**Given text:**
Typically when someone gets Cancer, it is not the initial tumor that kills them. At some point, the tumor spreads to other parts of the body, such as the brain, the liver, or other parts to the point where it becomes untreatable. What if a therapy could be developed that could slow or even stop this process? A post-doctorate fellow at Johns Hopkins may well have discovered such a therapy, according to the Baltimore Sun.

How does cancer spread?

When Hasini Jayatilaka was an undergraduate at Johns Hopkins, she noticed that cancer cells started to break off and spread through the body when tumors became too dense.

At the time, she could not find out why by searching the academic literature. Seven years later Jayatilaka, now a post-doc, and a team of researchers discovered the biochemical mechanism.

**Data shown:**
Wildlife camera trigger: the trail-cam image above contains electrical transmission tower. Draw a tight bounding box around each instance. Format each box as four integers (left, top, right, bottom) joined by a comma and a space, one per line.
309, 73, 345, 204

**Task description:** Pick up the article on how cancer spreads from its last sentence and carry it forward.

**Answer to this exercise:**
It seems that when the tumor reaches a certain density, it starts to emit a couple of proteins called Interleukin 6 and Interleukin 8 that signal the cancer cells that it is time to break off and start spreading to other parts of the body. The discovery is considered a breakthrough because the processes of tumor growth and cancer spread were thought to be separate and unrelated.

Stopping cancer metastasis

The researchers found that two pre-existing drugs, Tocilizumab, which is used to treat rheumatoid arthritis, and Reparixin, which is being evaluated as a cancer drug, blocked the proteins and slowed, but did not stop, the spread of cancer in rodent studies.

Jayatilaka believes that adding a third drug or tweaking the dosage may stop metastasis. The side effects seem to be minimal. However, Human Trials are needed to prove the effectiveness of the drug cocktail. The fact that the drugs already exist means that approval for combating the spread of cancer could happen far quicker than if a new drug had been developed.

Using drug cocktails to cure cancer

If the drug cocktail works in halting the spread of cancer in humans, cancer therapy will become a multi-front effort. Chemotherapy will still be used to shrink tumors while the cocktail being developed at Johns Hopkins will make certain that the cancer doesn’t spread. Immune therapy, which enlists the body’s immune system to combat cancer, will also come into play,

90 percent of people who die from cancer do so after it spreads throughout the body.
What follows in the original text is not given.